Data for the task

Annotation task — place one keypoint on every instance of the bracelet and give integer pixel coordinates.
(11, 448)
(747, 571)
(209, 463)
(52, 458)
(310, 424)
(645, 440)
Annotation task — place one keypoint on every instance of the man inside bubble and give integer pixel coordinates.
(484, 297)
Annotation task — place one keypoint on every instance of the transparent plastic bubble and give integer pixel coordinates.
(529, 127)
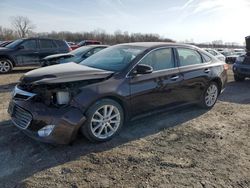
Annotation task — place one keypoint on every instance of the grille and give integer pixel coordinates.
(20, 94)
(20, 117)
(245, 70)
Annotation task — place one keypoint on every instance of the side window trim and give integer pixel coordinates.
(161, 48)
(28, 41)
(203, 58)
(145, 55)
(184, 47)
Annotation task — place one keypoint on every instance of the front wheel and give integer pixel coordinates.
(104, 120)
(5, 65)
(210, 96)
(239, 78)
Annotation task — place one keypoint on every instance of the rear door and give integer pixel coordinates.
(159, 88)
(27, 53)
(47, 47)
(195, 68)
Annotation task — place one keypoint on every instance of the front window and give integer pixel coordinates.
(160, 59)
(46, 44)
(80, 51)
(114, 58)
(14, 44)
(29, 44)
(189, 57)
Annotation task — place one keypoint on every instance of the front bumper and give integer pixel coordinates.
(67, 120)
(241, 69)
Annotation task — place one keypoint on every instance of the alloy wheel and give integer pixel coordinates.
(4, 66)
(211, 95)
(105, 121)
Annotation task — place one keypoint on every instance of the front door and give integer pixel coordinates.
(27, 53)
(196, 72)
(159, 88)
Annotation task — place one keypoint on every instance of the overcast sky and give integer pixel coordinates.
(200, 20)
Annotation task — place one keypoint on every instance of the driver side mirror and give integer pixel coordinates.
(20, 47)
(143, 69)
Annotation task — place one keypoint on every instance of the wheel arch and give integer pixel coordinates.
(117, 99)
(10, 58)
(218, 82)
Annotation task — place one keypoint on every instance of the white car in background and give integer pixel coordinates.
(216, 54)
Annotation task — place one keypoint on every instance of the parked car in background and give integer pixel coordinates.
(230, 59)
(75, 56)
(241, 67)
(216, 54)
(88, 42)
(29, 51)
(73, 45)
(53, 103)
(5, 43)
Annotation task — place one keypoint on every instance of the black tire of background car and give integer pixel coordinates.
(10, 65)
(239, 78)
(86, 130)
(203, 100)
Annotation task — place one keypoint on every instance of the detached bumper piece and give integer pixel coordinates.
(19, 116)
(46, 124)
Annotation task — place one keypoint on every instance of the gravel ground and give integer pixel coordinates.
(185, 148)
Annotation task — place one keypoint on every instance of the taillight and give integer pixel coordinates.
(226, 66)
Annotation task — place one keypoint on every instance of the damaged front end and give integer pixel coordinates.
(43, 104)
(47, 112)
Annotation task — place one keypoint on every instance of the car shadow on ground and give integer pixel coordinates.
(21, 157)
(236, 92)
(19, 70)
(7, 87)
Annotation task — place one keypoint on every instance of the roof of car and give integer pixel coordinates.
(156, 44)
(42, 38)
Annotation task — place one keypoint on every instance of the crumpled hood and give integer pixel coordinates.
(68, 72)
(58, 56)
(3, 49)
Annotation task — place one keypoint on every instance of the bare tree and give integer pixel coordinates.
(22, 25)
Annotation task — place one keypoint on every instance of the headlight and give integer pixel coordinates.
(240, 59)
(222, 58)
(62, 97)
(46, 131)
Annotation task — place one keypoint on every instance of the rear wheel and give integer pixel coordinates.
(5, 65)
(104, 120)
(239, 78)
(210, 96)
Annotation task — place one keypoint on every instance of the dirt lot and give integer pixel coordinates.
(187, 148)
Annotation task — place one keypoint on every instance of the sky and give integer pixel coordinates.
(194, 20)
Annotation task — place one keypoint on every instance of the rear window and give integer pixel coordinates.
(60, 43)
(45, 44)
(205, 57)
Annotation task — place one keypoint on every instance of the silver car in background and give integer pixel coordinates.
(216, 54)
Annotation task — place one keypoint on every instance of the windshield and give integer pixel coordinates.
(114, 58)
(80, 51)
(14, 43)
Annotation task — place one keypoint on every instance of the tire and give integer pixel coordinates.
(210, 96)
(6, 65)
(239, 78)
(99, 128)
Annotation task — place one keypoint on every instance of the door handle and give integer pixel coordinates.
(173, 78)
(207, 70)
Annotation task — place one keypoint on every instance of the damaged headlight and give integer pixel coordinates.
(62, 97)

Set problem
Repeat all of the data above word for word, minus the pictures.

Response to the task
Annotation task — place one keypoint on every instance of the bracelet and give integer pixel coordinates.
(11, 448)
(747, 571)
(209, 463)
(52, 458)
(310, 424)
(645, 440)
Annotation task — place one keypoint on every instance of the man inside bubble and give integer pixel coordinates.
(484, 297)
Annotation task — place one keypoint on every instance of the transparent plastic bubble and give integer pixel coordinates.
(529, 127)
Annotation task — place one keypoint on every instance of the grille and give integer pixel coordinates.
(20, 94)
(20, 117)
(245, 70)
Annotation task — place one keypoint on every instance of the side window trim and give integer pixel coordinates.
(161, 48)
(28, 41)
(203, 58)
(145, 55)
(184, 47)
Annotation task — place one keypoint on every instance of the front wheel and give integer pixel coordinates.
(104, 120)
(5, 65)
(210, 96)
(239, 78)
Annotation task — place one keypoint on every instance of the rear door and give integer pixel coordinates.
(159, 88)
(27, 53)
(47, 47)
(195, 68)
Annotation task — place one keypoint on every instance of the front window and give integer pixel coordinates.
(160, 59)
(46, 44)
(80, 51)
(114, 58)
(14, 44)
(29, 44)
(189, 57)
Annotation task — place one keypoint on every instance of the front bumper and give integer pixel coordinates.
(67, 120)
(241, 69)
Annotation task — place one keypoint on every instance of the alloy wheel and give integer pixel coordinates.
(4, 66)
(211, 95)
(105, 121)
Annotation task — place one keypoint on every instance of the front door and give integer pixel coordinates.
(27, 53)
(196, 72)
(159, 88)
Annotation task — place one keypoint on every instance of the overcast sky and give integer pixel coordinates.
(200, 20)
Annotation task — place one keypoint on every instance of the driver side mirror and give integer pixel coordinates.
(20, 47)
(143, 69)
Annotation task — place one keypoint on every instance of the wheel arch and give integer pixel coordinates.
(117, 99)
(10, 58)
(218, 82)
Annotation task — place one keypoint on every instance of the white car in background and give integer pixel coordinates.
(216, 54)
Annotation task — place one keypoint on every instance of the parked car in background and give integer pixel coordinates.
(230, 59)
(75, 56)
(241, 67)
(216, 54)
(88, 42)
(29, 51)
(73, 45)
(53, 103)
(5, 43)
Annotation task — place one keypoint on every instance of the black tire of background car and give integer pixel coordinates.
(10, 65)
(239, 78)
(86, 130)
(203, 100)
Annotation task — place one keypoint on every instance of the detached bumper piece and give integer pixel coordinates.
(19, 116)
(46, 124)
Annotation task — place one keypoint on every instance of the gravel ground and give integer pixel coordinates.
(185, 148)
Annotation task — place one keypoint on every instance of the taillight and give integer pixel coordinates.
(226, 66)
Annotation task — place one keypoint on every instance of the damaged front end and give integer pixel coordinates.
(43, 104)
(47, 112)
Annotation task — place one keypoint on every instance of the car shadow on ground and give integer pixel coordinates.
(21, 157)
(236, 92)
(19, 70)
(7, 87)
Annotation task — place one keypoint on every instance of the roof of car and give integer pixel coordinates.
(156, 44)
(42, 38)
Annotation task — place one keypoint on every instance of the crumpled hood and give integer pixel coordinates.
(68, 72)
(58, 56)
(3, 49)
Annotation task — place one keypoint on every instance of the bare tree and give integer pixel coordinates.
(22, 25)
Annotation task — place one keypoint on every instance of the headlight and give integer pixel coordinates.
(240, 59)
(222, 58)
(62, 97)
(46, 131)
Annotation task — place one keypoint on every instance of the rear wheel and give integer pixel coordinates.
(5, 65)
(104, 120)
(239, 78)
(210, 96)
Annotation task — place one keypoint on every instance of the dirt lot and give integer pixel coordinates.
(187, 148)
Annotation task — place one keypoint on every instance of the sky and give integer pixel coordinates.
(194, 20)
Annotation task — place one keypoint on every instance of the rear window and give integer pixel coordinates.
(60, 43)
(45, 44)
(205, 57)
Annotation task — place one keypoint on every instance of the silver car in background and give integer pixel coordinates.
(216, 54)
Annotation task — place one keypoint on every instance of the windshield and give integer pixel coordinates.
(114, 58)
(80, 51)
(14, 43)
Annotation task — place one keypoint on every instance of the tire and give integer pixel coordinates.
(210, 96)
(6, 65)
(239, 78)
(99, 128)
Annotation task — place one keypoint on every instance of the door handle and give integer pixel coordinates.
(173, 78)
(207, 70)
Annotation task — place one keypoint on every instance of the damaged headlight and give integer pixel coordinates.
(62, 97)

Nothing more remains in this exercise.